[Saved data entries]
# # #
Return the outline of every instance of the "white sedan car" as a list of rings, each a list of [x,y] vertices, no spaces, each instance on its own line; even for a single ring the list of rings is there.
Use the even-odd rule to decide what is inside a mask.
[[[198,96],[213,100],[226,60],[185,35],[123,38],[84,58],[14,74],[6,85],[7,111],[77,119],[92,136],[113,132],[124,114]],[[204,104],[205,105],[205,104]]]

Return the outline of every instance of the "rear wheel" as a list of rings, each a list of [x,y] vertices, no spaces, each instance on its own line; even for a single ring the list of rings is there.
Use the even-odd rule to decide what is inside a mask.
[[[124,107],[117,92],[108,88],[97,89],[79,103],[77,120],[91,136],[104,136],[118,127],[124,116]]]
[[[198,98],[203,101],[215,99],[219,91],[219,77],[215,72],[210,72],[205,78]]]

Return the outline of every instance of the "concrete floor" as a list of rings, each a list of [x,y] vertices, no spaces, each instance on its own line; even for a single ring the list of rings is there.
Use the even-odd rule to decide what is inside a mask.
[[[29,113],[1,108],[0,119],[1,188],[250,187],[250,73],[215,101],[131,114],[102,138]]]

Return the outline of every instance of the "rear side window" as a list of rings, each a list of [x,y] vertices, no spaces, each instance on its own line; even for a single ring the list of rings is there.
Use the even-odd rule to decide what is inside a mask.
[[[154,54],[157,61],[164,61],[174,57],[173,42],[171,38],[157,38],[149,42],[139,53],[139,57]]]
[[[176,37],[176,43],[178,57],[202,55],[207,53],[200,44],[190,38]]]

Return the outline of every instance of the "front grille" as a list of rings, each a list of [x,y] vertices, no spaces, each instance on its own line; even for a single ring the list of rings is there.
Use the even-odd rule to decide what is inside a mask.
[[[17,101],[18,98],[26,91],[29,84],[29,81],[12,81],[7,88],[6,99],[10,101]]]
# # #
▶ [Problem statement]
Edit the rows above so that "even-odd rule" becomes "nonzero winding rule" wherever it occurs, with all other text left unchanged.

▶ [Response to the exercise]
Return the outline of every instance of the "white sedan car" as a list of rings, each a list of [x,y] vertices, no spaces, each instance on its own line; even for a single ring the list of rings is there.
Use the nonzero winding rule to decide what is inside a mask.
[[[198,96],[213,100],[226,60],[185,35],[123,38],[84,58],[14,74],[6,85],[7,111],[77,119],[92,136],[113,132],[124,114]],[[204,104],[205,105],[205,104]]]

Return the outline of every instance of the "rear wheel" as a list of rings, each a list of [x,y] vertices, no spaces, each instance on its own line; even for a single ring the list of rings is there.
Use the nonzero winding rule to decide what is inside a mask.
[[[124,107],[117,92],[108,88],[97,89],[79,103],[77,120],[91,136],[104,136],[118,127],[124,116]]]
[[[198,98],[203,101],[215,99],[219,91],[219,77],[215,72],[210,72],[205,78]]]

Return the outline of every instance of the "concrete floor" as a list of rings, each a list of [x,y] vertices, no spaces, each instance on its own line; even for a single ring the list of rings is there.
Use the nonzero winding rule to decide what is inside a mask.
[[[29,113],[1,108],[0,119],[1,188],[250,187],[250,73],[215,101],[131,114],[102,138]]]

Return the outline of every instance of the "rear side window" as a list of rings, each a list of [x,y] vertices, no spaces, each instance on its own line; even for a single ring the list of rings is there.
Use the nonzero winding rule to decide what is inside a mask.
[[[154,54],[157,61],[164,61],[174,57],[173,42],[171,38],[157,38],[149,42],[139,53],[139,57]]]
[[[176,37],[176,43],[178,57],[202,55],[207,53],[200,44],[190,38]]]

Return the outline of every instance of the "front grille" as a list of rings, each a list of [x,y] vertices, no spaces, each instance on its own line; even for a single ring the list of rings is there.
Use the nonzero winding rule to decide what is inside a mask.
[[[17,101],[18,98],[26,91],[29,84],[29,81],[12,81],[7,88],[6,99],[10,101]]]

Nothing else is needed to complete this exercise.